● **WORK TO BE COMPLETED**
Leaving the pictures aside, reproduce the data in full and word for word.

[DATASET RECORDS — start]

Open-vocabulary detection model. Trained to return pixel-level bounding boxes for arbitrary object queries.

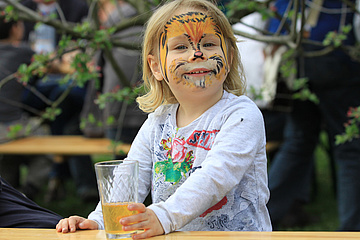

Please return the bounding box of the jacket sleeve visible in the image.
[87,202,104,230]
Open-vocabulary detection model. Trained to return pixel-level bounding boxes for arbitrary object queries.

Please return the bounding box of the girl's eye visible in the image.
[175,45,187,50]
[203,43,214,47]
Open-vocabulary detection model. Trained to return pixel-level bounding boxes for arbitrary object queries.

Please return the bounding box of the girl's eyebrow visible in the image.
[169,33,218,40]
[202,33,219,38]
[168,35,188,42]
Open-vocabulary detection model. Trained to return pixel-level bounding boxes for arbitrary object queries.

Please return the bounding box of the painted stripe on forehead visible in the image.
[164,12,219,42]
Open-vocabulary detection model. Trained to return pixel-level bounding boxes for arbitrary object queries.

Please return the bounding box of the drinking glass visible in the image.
[95,160,139,239]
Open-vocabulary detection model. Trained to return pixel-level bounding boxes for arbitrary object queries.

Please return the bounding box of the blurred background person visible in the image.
[81,0,147,149]
[20,0,98,202]
[266,0,360,231]
[0,11,53,200]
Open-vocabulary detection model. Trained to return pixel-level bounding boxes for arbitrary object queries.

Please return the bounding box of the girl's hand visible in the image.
[56,216,98,233]
[120,203,165,239]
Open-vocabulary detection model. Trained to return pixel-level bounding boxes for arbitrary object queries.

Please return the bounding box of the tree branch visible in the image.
[233,29,297,48]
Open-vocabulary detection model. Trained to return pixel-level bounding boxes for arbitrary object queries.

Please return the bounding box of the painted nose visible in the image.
[190,50,205,62]
[194,51,203,58]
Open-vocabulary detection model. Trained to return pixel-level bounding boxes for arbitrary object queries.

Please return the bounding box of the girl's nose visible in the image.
[190,50,205,62]
[194,51,203,58]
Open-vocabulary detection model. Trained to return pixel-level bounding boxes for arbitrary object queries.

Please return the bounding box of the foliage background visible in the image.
[1,0,359,142]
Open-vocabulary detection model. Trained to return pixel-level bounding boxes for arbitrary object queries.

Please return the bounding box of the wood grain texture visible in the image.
[0,136,130,155]
[1,229,359,240]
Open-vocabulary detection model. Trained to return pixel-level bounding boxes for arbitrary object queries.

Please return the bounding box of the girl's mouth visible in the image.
[184,68,212,77]
[182,68,214,88]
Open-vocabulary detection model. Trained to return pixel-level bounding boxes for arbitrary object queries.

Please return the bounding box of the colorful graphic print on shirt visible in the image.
[154,136,194,184]
[154,129,219,185]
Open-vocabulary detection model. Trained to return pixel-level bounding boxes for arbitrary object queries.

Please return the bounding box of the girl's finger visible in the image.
[55,221,63,232]
[121,212,147,226]
[68,216,80,232]
[60,219,70,233]
[123,219,148,232]
[132,229,155,240]
[128,203,146,212]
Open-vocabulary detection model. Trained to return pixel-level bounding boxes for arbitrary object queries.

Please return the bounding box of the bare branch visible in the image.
[0,96,43,116]
[233,29,297,48]
[303,45,336,57]
[0,73,17,89]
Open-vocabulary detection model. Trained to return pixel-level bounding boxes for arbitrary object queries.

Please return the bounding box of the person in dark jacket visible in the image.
[0,176,62,228]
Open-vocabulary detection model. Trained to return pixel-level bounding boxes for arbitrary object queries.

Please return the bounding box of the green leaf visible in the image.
[106,116,115,125]
[42,107,62,121]
[88,113,96,124]
[6,124,23,139]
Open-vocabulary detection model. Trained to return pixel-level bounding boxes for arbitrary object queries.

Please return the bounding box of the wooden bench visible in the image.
[0,135,131,156]
[0,136,280,157]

[DATASET RECORDS — finish]

● **SOLUTION FOR THIS PROBLEM**
Open-vocabulary detection model. Trained to return pixel-level bounding boxes for arbitrary object queries.


Please return the bounding box of the jacket sleeve visible in the image.
[87,202,104,230]
Open-vocabulary detection model. Trained to return pixel-level bounding boxes for arbitrary object queries.

Please return the bounding box of the girl's eye visible in the image.
[175,45,187,50]
[203,43,214,47]
Open-vocabulary detection model. Trained to return pixel-level bounding boxes for arbitrary object queries.

Please return the bounding box of the girl's eyebrow visible in the image.
[169,33,218,40]
[202,33,219,38]
[168,35,188,42]
Open-vocabulary detection model. Trained to return pixel-level bounding boxes for arbitrary object queries.

Please return the bounding box of the painted stripe on forehead visible in the image.
[164,12,219,42]
Open-vocabulary detection model. Trained to return pixel-level bounding boxes for arbitrary object queries.

Please return the bounding box of the drinking glass visible in the image.
[95,160,139,239]
Open-vocabulary detection model. Trained to return pixel-level bounding boxes for arbitrary object queries.

Please return the bounding box of the blurred background person visible in the image.
[81,0,147,149]
[20,0,98,202]
[266,0,360,231]
[0,11,53,200]
Open-vocabulary detection model. Trained to return pixel-level bounding boxes for arbitrary object queries.

Please return the bounding box of the girl's hand visible in the image.
[56,216,98,233]
[120,203,165,239]
Open-vocabulary detection model. Trained to return pixel-level bounding boxes for arbitrary object queries.

Please return the bounding box of the tree branch visible in the image.
[233,29,297,48]
Open-vocabulary detection model. Trained to return pixel-level bounding boxes for arbitrary object queries.

Please return the bounding box of the painted nose visible in the image.
[190,50,205,62]
[194,51,203,58]
Open-vocabulary detection model. Trained to return pixel-level bounding boxes for arbitrary object queries.

Please return the bounding box of the girl's nose visible in the image.
[190,50,205,62]
[194,51,203,58]
Open-vocabulary detection model. Trained to return pixel-level bounding boxes for arbitrary object queries.

Please return the bounding box of the foliage background visible in the image.
[1,0,359,142]
Open-vocabulary detection model. Trained to return pixel-level bounding boxes for arbitrary object queries.

Please return the bounding box of the wood grain texture visible in the image.
[0,136,130,155]
[1,229,359,240]
Open-vocabulary detection model. Trained to return pixel-level bounding boxes for arbitrary object queries.

Please return the bounding box of the girl's mouth visible in the image.
[184,68,212,77]
[182,68,214,88]
Open-vocabulary detection model. Trained to return pixel-level bounding boxes for arbitrary object queries.

Please return the bounding box of the colorful graphic print on shirt visible in the image.
[154,136,194,184]
[154,129,219,185]
Open-vocabulary detection model. Trained to return pixel-level bounding boxes for arbitrary object queries.

Please return the bounding box of the girl's finger visible in the image.
[55,221,63,232]
[121,212,147,226]
[68,216,80,232]
[60,219,70,233]
[123,219,148,232]
[132,229,155,240]
[128,203,146,212]
Open-vocabulary detection model. Trained to return pixel-level bounding boxes for arbitrary object queries.

Please return the bounding box of the bare branch visible in the image.
[0,96,43,116]
[233,29,297,48]
[303,45,336,57]
[0,73,17,89]
Open-vocabulary detection model. Trained to return pixel-level bounding boxes for arbitrary object queries.

Please return the bounding box of the person in dark jacket visible in the image.
[0,176,62,228]
Open-vocabulary detection model. Trained to return pixel-level bounding boxes for arbitrary object queries.

Please return the bounding box of the green leaf visible in the image.
[106,116,115,125]
[42,107,62,121]
[88,113,96,124]
[6,124,23,139]
Open-vocabulary detection model. Trained to return pixel-level bounding boxes for arbitrary object queries.

Please return the bounding box of the wooden bench visible in the image.
[0,135,131,156]
[0,136,280,157]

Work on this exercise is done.